Stored entries:
=== Section Start ===

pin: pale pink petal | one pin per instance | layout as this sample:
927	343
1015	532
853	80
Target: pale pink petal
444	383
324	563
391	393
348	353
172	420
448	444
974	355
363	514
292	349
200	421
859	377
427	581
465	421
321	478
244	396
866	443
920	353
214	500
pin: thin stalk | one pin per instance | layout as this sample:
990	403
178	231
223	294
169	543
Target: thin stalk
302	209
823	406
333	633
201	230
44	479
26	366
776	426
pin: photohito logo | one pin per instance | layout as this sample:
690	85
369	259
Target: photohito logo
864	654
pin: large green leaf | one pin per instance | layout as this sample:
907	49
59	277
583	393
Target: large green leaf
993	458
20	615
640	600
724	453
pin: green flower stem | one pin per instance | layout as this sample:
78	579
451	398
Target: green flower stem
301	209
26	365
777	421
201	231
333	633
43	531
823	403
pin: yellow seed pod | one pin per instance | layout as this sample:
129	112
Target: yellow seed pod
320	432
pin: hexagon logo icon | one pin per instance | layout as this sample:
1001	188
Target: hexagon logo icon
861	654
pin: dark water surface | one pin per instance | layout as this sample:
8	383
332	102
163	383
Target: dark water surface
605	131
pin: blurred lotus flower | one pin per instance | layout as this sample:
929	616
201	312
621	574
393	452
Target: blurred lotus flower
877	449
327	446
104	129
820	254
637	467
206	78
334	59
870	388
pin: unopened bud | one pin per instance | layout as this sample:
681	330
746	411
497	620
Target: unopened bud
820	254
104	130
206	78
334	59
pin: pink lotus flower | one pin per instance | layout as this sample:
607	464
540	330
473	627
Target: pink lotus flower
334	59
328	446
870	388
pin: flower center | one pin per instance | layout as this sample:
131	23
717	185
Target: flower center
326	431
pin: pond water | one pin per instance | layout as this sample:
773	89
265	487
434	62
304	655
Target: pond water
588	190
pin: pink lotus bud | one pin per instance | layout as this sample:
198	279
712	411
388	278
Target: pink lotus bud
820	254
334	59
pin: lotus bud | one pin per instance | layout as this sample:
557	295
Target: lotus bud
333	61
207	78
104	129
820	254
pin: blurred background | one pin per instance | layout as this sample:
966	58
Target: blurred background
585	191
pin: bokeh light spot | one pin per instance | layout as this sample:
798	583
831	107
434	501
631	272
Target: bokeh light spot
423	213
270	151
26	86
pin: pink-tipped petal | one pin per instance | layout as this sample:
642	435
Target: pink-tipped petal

=== Section End ===
=== Section Start ===

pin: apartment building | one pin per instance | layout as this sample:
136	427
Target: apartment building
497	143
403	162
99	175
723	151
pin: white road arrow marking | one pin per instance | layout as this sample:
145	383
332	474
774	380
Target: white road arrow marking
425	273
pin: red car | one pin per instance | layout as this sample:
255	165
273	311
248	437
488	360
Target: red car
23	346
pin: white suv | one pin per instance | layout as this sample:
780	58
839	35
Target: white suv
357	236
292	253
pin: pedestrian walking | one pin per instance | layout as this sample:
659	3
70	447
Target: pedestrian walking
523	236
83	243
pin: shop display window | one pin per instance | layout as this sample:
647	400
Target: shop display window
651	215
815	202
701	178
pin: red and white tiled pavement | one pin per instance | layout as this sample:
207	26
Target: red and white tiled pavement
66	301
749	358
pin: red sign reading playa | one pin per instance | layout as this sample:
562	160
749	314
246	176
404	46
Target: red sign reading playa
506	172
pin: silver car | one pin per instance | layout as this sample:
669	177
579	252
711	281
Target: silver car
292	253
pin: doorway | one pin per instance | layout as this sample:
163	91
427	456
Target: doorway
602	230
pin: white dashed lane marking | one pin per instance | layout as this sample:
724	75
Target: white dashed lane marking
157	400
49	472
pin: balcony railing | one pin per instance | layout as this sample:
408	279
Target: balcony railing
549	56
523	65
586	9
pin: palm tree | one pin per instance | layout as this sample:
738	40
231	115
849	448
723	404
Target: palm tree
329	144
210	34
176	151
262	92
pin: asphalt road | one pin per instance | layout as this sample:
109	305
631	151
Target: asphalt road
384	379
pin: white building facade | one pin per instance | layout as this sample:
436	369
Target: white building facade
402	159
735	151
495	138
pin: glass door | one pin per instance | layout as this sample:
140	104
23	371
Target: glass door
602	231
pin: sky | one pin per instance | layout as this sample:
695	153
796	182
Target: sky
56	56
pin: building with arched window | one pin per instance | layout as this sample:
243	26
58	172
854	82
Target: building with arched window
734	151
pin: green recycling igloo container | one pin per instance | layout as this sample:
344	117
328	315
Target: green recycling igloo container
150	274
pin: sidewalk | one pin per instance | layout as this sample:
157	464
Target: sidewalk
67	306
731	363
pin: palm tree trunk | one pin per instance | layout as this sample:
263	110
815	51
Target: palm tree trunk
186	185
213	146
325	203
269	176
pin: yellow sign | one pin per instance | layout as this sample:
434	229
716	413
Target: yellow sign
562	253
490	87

=== Section End ===
=== Section Start ===

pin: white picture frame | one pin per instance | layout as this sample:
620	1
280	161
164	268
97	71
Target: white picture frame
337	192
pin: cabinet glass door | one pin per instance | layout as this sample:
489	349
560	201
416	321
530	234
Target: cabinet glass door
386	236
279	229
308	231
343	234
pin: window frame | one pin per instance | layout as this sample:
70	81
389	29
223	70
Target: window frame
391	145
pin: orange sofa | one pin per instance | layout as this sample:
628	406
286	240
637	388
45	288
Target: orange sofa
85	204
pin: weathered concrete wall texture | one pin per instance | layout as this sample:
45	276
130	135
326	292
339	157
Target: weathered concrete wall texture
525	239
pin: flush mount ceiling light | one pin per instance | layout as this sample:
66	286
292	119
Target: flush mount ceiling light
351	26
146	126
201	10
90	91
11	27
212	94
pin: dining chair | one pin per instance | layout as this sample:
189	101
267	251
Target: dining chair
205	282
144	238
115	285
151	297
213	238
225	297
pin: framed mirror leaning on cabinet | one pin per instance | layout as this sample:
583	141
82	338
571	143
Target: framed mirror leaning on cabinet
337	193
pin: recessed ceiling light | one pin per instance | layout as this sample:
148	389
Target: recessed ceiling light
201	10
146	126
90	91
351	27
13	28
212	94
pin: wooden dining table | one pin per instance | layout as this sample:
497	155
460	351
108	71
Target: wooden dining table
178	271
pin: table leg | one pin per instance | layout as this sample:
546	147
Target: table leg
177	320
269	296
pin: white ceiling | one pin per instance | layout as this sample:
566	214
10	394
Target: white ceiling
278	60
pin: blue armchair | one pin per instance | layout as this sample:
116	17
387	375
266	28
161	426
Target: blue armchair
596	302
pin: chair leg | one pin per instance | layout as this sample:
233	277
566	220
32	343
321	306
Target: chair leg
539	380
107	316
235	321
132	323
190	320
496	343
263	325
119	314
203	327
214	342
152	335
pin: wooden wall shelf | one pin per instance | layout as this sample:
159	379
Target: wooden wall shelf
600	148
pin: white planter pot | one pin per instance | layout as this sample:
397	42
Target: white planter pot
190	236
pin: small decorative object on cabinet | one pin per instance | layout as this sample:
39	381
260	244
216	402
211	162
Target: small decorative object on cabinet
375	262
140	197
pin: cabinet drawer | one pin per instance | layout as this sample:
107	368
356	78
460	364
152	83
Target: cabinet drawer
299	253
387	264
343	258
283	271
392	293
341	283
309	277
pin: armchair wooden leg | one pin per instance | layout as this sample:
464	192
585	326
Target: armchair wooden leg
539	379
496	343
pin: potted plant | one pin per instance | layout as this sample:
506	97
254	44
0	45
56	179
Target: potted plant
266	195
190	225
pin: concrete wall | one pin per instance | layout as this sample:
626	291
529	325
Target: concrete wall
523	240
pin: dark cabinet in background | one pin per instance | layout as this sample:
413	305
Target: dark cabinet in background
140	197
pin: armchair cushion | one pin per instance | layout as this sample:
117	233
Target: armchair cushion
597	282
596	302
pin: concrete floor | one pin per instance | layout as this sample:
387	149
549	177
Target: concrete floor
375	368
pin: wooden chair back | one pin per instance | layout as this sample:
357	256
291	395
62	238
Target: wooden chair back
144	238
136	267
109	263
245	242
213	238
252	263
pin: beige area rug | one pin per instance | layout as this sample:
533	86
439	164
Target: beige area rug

=== Section End ===

Going through the records above, state how many lines carry "tipped", with no other text.

YOUR SOLUTION: 2